• Passage to read
She and her daughter are not broken; they are simply tuned to a different frequency, and they are learning, every day, to make beautiful sense of the sound they have. She was the kid people accused of tuning them out as a child. Adults called it selective hearing, and sometimes that might have been true for any kid. Mostly, though, voices blurred unless the speaker was right before her. She said “what” and “huh” a lot, not because she missed the moment, but because words arrived soft and muddled, like whispers through a wall. She taught herself to read lips, so her speech sounded fine to most people.

Her mom suspected hearing loss when she was two. She could sleep through a blasting stereo while her older brother woke at once. She did not react to dropped objects. Yet she kept passing office hearing tests because she learned the rhythm of the tones and followed along. In kindergarten, a specialist finally tested her differently, and the truth appeared: sensorineural hearing loss. Her audiologist explained with a poster and simple words. The tiny hair cells in the cochlea, the little messengers that carry sound to the brain, were damaged or too few. She did not see it as a flaw. It was simply how she was made. Hearing aids meant she could hear more sounds, and the diagnosis proved she had not been ignoring anyone.
Middle school brought a sign language teacher. At first, she resisted. She wanted to blend in, to rely on speech therapy and a classroom microphone, not stand out more than she already did. But that class opened a door. She met others with hearing loss, made friends, and found a language she did not know she needed. Now, a sign helps her in everyday life, especially around water in summer when hearing aids must stay dry. In noisy group conversations, she still loses the thread and sometimes nods along, not from rudeness, but from overload. Repeating can wear people down; pretending feels easier.

• Requirement 1
Answer these from the passage about hearing loss:
(a) At what age did her mom first suspect hearing loss?
(b) What diagnosis did the specialist's testing in kindergarten reveal?
(c) Who did middle school bring?
• Requirement 2
Write out the stretch of the passage about hearing loss from "Her mom suspected" through "been ignoring anyone.".
• Requirement 3
Extend the passage about hearing loss, picking up after its final sentence.

• Recorded information
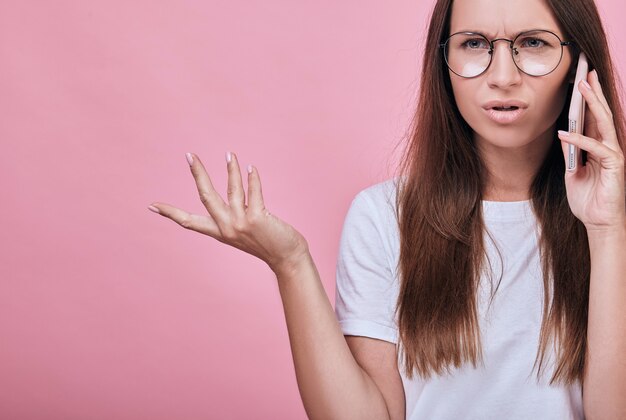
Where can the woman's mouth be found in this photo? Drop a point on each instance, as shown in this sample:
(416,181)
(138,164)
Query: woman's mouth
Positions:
(507,115)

• Expected answer 1
(a) Two.
(b) Sensorineural hearing loss.
(c) A sign language teacher.

• Expected answer 2
Her mom suspected hearing loss when she was two. She could sleep through a blasting stereo while her older brother woke at once. She did not react to dropped objects. Yet she kept passing office hearing tests because she learned the rhythm of the tones and followed along. In kindergarten, a specialist finally tested her differently, and the truth appeared: sensorineural hearing loss. Her audiologist explained with a poster and simple words. The tiny hair cells in the cochlea, the little messengers that carry sound to the brain, were damaged or too few. She did not see it as a flaw. It was simply how she was made. Hearing aids meant she could hear more sounds, and the diagnosis proved she had not been ignoring anyone.

• Expected answer 3
Labels can be tricky. She once called herself hearing impaired until she learned many find that term hurtful. She identifies as hard of hearing and also deaf, because without her aids, the world goes quiet. In hearing spaces, she can be treated as deaf; in deaf spaces, she can be treated as hearing. That in-between place requires constant explaining. During the pandemic, a mask that said hard of hearing, please be patient changed things. A theater attendant offered an assistive device she had never known existed. Speaking up, she learned, opens doors. What helps her most is not shouting or slow, exaggerated speech. She needs to see your mouth or clear, separate words. A nurse once leaned into her ear to talk after she was hurt. He meant well, but it blocked the one tool she relies on: vision.
Her daughter, Liana, was diagnosed at two. A game of hide and seek made it clear she had missed a loud “boo” behind her back. An auditory brainstem test showed moderately severe to profound loss. Liana now wears hearing aids and is a candidate for cochlear implants one day, a decision her mother believes should be hers. Thanks to early programs, Liana has grown up with spoken English, American Sign Language, and Signing Exact English to help bridge reading and speech. She prefers signs and sometimes struggles with social language, like mixing up who is a husband or a dad, but she is learning. Her mother tries pictures, videos, and hands-on examples, then rests and tries again.

They share a diagnosis, yet their paths are different, and that is okay. Hearing aids are expensive. Insurance often treats them like accessories instead of essentials. Her family scraped and borrowed to cover thousands of dollars every few years. She hopes that changes, because no one should have to choose between hearing better and paying the bills. To other parents, she offers steady advice. It is normal to feel frustrated or behind. Keep showing up. Ask for help. Seek out programs early. Let research be your ally and give your child tools in more than one language.